-- Work to do --
1. In the London Sunday post, why did the writer photograph the shops and stalls outside the market hall instead of the Camden market itself? Answer in one to three sentences.
2. Please summarize the London Sunday post in two sentences.
3. Carry the London Sunday post forward from its last sentence.

-- Supplied text --
# An ordinary Sunday in London..pictures by me!!



## hollydolly (Aug 3, 2015)

Yesterday we went into the city...not to do any tourist things, but just to visit one of the bigger parks ( Regents park) mainly to allow me to walk to exercise my back ..London Zoo is at regents park we didn't visit there, nor did we visit the open air theatre because we were too early for the first show...however we enjoyed the park, then we took off from the park down the towpath to Camden Lock, and to the famous Camden street market. As is always the case the market was so packed it was almost impossible to take photos...but outside the market hall there are lots of  small high street shops and stalls selling tourist tat..so I took a few photos of that...then we walked and took tube trains  up to China town, Leicester square and Piccadilly Circus ...

So this is not a day in the life of Tourist London with Buckingham palace, Tower bridge, millennium wheel or museums and art galleries...This is the day in the life of an ordinary Sunday in central London, albeit with thousands of tourists in the pictures...

Hope you enjoy...

We start off with Royal  Regents park, which is very pretty , almost totally laid to lawn with rose gardens and little flower beds dotted here and there and with surprisingly few visitors yesterday  ... it has  sports fields, a boating lake and the world famous London Zoo inside ...these are just a few pictures I took of the walk through..


----------



## hollydolly (Aug 3, 2015)




----------



## hollydolly (Aug 3, 2015)

-- Provided material --
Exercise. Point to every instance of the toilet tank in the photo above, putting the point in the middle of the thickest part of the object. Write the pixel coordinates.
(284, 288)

-- Answers to each task --
1. The Camden street market was so packed that taking photos there was almost impossible. The writer therefore took a few photos of the small high street shops and stalls selling tourist goods outside the market hall.

2. hollydolly describes a Sunday trip into central London: a walk through Regents Park, mainly to exercise the writer's back, then along the towpath to Camden Lock and its crowded street market, and finally by tube to China town, Leicester Square and Piccadilly Circus. The post presents this as an ordinary Sunday rather than a tour of famous sights, and it begins with Regents Park, which is pretty, mostly lawn with rose gardens and flower beds, and home to sports fields, a boating lake and London Zoo.

3.
There's a small allotment area outside one of the gates where they have set up an area to teach people how to grow food organically...and so I was surprised to see this fella leaning up against one of the sheds..


----------



## hollydolly (Aug 3, 2015)




----------



## Lara (Aug 3, 2015)

Holy Smokes! These are spectacular Holly!! Such detail and color! I love the fountain droplets in stop action. Cool.


----------



## hollydolly (Aug 3, 2015)

me in Boots in 27 degree temps *duh*...forecast said it was gonna rain...it didn't.....and the pictures of me are the Only ones I didn't take..


----------



## hollydolly (Aug 3, 2015)

Lara said:


> Holy Smokes! These are spectacular Holly!! Such detail and color! I love the fountain droplets in stop action. Cool.



Well thank you very much Lara... ..more to come in a little while......meant to say the droplets are flowing water...but yes clearly they look as tho' they've stopped in the pictures..LOL...from a distance as we approached the pigeon looked like he was giving hismelf a bath from the heat..but when we got to him, he was actually just dipping his toes in..very funny!!


----------



## SifuPhil (Aug 3, 2015)

Beautiful pics ... and Londoners might not know much about guns but their parks are breathtaking!


----------



## AZ Jim (Aug 3, 2015)

Beautiful pictures and lady in boots too!!  *Smile*


----------



## Ameriscot (Aug 3, 2015)

You had a really lovely day!  Love the water drops shots.


----------



## hollydolly (Aug 3, 2015)

Thank you kindly folks.... and Phil yes we do have some really lovely parks , regents park although big isn't anywhere close to the size of our biggest park.. Richmond park which is 3 times the size of central park...one day I'll go there which is completely the opposite side of London to me, and take pictures of the beautiful wild deer...( I have a few somewhere but I'll make a day of it properly hopefully in the Autumn) 


some more... 

A beautiful Black swan...


----------



## ndynt (Aug 3, 2015)

Wonderful pictures, Holly.  Such a beautiful park...enhanced by the lovely lady in boots.  Thank you for sharing your day with us.


----------



## hollydolly (Aug 3, 2015)

We're leaving the park now and we walk across the road and walk down onto the regents Canal tow-path towards Camden town...


the first thing we see are the narrowboats and the Beautiful red floating Chinese restaurant boat..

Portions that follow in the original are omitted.